-- start Data shown --
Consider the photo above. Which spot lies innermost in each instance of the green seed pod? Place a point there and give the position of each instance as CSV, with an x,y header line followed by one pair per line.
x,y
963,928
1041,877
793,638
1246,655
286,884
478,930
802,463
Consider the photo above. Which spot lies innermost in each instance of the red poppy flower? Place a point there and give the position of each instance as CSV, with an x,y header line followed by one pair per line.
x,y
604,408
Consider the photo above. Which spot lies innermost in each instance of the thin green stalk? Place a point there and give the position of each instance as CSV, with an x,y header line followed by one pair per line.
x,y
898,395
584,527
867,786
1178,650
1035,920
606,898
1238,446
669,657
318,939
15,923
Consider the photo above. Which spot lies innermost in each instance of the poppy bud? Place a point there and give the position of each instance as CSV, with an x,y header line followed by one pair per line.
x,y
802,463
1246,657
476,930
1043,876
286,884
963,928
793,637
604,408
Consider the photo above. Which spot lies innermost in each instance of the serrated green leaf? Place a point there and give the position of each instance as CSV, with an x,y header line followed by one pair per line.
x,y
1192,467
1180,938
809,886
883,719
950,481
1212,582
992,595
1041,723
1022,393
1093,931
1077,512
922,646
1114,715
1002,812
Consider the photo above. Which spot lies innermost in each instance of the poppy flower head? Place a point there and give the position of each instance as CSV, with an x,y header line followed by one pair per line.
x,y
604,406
-- end Data shown --
§ Exercise description: Return the data word for word, starting with the line that contains "the poppy flower" and ending with the last line of the data, both included.

§ Written response:
Consider the photo above. Which spot lies innermost in each instance of the poppy flower head? Place a point there and give the position of each instance as CSV, with an x,y header line followed by one pair per line.
x,y
604,406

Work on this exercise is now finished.